§ **Exercise task**:
Reproduce the data, starting at the line that contains "For every instance of the front bumper" and continuing through the end. Substitute "rear bumper" for each occurrence of "front bumper" and leave everything else unchanged.

§ **Material for this exercise**:
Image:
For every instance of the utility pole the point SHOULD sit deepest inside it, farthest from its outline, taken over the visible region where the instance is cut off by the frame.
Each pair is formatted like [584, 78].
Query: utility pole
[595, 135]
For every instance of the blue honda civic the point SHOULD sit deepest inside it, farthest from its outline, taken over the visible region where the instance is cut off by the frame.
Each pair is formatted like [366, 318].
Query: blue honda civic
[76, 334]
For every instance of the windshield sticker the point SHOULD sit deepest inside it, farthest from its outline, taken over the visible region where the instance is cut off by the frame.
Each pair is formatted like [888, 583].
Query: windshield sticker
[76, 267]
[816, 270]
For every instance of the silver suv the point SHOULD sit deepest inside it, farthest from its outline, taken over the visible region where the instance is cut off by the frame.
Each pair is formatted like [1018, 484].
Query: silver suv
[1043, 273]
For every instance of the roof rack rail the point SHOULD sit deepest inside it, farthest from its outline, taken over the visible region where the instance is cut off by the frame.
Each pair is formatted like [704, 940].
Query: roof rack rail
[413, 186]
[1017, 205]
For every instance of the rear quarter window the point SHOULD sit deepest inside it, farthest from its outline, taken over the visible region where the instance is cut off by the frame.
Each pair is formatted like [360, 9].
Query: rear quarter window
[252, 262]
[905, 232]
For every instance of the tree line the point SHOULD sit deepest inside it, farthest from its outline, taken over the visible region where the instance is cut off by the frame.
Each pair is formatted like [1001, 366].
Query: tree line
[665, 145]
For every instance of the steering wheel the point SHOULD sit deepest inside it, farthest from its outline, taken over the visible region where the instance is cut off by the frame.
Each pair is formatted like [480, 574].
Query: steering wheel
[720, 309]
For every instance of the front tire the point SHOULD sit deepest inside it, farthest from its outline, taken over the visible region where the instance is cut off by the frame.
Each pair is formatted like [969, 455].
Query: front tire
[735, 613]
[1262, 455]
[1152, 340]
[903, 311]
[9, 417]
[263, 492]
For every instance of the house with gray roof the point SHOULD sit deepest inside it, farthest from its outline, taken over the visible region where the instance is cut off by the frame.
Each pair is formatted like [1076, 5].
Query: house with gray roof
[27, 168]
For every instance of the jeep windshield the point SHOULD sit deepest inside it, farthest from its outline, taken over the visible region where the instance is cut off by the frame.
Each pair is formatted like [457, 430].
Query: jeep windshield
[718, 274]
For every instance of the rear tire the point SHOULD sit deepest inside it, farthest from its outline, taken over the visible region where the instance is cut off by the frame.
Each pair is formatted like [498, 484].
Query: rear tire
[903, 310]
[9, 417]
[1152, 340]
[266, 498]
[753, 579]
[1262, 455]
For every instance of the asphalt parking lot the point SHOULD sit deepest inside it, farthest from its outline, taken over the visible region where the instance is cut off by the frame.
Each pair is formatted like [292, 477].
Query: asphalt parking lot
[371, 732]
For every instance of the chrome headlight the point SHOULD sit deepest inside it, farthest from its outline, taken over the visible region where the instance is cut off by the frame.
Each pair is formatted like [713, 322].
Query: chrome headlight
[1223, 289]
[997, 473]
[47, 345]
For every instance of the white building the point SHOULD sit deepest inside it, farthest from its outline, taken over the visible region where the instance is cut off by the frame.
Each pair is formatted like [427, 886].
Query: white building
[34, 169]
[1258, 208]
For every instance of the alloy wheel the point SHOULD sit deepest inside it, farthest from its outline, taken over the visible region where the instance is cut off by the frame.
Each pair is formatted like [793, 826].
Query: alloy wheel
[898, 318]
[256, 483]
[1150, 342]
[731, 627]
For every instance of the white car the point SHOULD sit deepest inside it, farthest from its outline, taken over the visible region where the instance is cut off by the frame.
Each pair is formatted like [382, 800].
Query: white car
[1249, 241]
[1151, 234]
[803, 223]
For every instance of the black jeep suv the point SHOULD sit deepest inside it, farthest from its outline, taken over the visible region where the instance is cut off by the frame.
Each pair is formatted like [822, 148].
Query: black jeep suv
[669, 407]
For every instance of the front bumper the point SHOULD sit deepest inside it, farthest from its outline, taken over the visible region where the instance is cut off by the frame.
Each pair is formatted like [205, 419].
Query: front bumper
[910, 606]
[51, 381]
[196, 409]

§ **Response to this task**:
For every instance of the rear bumper the point SHOULD sit deepest inside it, farthest from its outline, taken over the visible region where the instance is cut off by the frame.
Each pair is formatted like [205, 419].
Query: rear bumper
[910, 606]
[51, 381]
[196, 409]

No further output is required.